Pull out each line of the listing below that contains the word "grey".

★ ★ ★

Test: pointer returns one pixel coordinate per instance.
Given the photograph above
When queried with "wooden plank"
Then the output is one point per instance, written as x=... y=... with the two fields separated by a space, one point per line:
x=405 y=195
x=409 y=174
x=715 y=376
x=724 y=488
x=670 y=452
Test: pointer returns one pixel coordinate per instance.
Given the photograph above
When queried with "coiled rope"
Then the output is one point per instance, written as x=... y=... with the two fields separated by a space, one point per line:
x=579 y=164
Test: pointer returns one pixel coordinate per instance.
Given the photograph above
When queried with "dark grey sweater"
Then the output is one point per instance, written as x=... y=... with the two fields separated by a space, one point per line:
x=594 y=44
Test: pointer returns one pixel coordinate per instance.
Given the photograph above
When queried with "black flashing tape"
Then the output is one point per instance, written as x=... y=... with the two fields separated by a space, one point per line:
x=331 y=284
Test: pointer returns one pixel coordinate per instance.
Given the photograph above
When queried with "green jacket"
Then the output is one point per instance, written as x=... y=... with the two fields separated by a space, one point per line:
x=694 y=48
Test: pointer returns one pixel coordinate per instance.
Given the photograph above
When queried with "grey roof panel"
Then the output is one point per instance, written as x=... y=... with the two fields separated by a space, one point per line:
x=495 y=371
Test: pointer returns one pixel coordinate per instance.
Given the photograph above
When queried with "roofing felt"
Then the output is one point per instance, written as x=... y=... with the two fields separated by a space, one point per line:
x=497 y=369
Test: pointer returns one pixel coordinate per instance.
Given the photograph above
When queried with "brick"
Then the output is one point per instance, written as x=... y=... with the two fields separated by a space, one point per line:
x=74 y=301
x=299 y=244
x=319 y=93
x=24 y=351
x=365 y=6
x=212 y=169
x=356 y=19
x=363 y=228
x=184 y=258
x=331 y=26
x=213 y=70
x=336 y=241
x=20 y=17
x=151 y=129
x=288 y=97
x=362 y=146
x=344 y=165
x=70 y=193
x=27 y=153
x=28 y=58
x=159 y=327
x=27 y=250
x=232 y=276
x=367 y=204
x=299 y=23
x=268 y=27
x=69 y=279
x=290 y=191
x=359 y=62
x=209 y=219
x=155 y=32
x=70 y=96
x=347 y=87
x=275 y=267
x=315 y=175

★ ★ ★

*WRITTEN RESPONSE*
When queried with "dark grey sweater"
When queried with "grey roof panel"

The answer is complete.